### 任务要求
阅读材料的示例中,由 [3, 30, 34, 5, 9] 能组成的最大数是多少?

### 阅读材料

Total Accepted: 16020 Total Submissions: 103330

 
 

Given a list of non negative integers, arrange them such that they form the largest number.

For example, given [3, 30, 34, 5, 9], the largest formed number is 9534330.

Note: The result may be very large, so you need to return a string instead of an integer.

Credits:
Special thanks to @ts for adding this problem and creating all test cases.

会超过内存限制;把string改成char *就过了,但很难看!

    bool comp(const string& a, const string& b) {

        string x = a, y = b;

        int diff = x.length() - y.length();

        if (diff > 0) {

            char c = y[0];

            y.insert(y.end(), diff, c);

        } else if (diff < 0) {

            char c = y[0]; //lastChar(x);

            x.insert(x.end(), -diff, c);

        }

        for (int i = 0; i < x.length(); i++) {

            if (x[i] < y[i])    return false;

            if (x[i] > y[i])    return true;

        }

        return comp(a+b, b+a);

    }

class Solution {

public:

    string largestNumber(vector<int> &num) {

        int len = num.size();

        string* snum = new string[len];

        for (int i = 0; i < len; i++) {

            snum[i] = to_string(num[i]);

        }

        stable_sort(snum, snum + len, comp);

        string ret;

        int i = 0;

        for (; i < len && snum[i] == "0"; i++);

        for (; i < len; i++)

### 数据行
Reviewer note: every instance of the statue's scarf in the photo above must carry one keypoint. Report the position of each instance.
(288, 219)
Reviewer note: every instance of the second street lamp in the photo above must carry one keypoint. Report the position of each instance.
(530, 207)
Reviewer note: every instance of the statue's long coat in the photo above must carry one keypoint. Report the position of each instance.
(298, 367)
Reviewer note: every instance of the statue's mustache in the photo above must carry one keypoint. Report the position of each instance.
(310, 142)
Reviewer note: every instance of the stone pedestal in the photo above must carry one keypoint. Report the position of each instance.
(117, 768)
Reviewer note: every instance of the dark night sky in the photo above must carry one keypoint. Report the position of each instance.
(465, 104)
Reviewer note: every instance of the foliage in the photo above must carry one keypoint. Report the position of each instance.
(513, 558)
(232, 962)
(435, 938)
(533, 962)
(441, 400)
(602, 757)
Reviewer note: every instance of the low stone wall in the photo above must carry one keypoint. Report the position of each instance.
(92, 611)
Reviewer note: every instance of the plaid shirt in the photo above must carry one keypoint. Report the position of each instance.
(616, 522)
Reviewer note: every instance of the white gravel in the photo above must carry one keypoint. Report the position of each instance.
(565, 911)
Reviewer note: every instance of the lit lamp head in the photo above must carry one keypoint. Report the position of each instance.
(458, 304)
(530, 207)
==
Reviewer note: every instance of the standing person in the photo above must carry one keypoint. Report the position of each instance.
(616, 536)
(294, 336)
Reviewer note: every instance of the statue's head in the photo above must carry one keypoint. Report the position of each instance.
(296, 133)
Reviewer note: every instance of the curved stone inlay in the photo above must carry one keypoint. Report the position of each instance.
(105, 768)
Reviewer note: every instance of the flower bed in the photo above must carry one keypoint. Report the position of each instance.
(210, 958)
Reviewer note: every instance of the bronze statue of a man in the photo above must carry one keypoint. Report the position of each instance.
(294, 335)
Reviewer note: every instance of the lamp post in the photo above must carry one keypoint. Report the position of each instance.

### 任务答复
9534330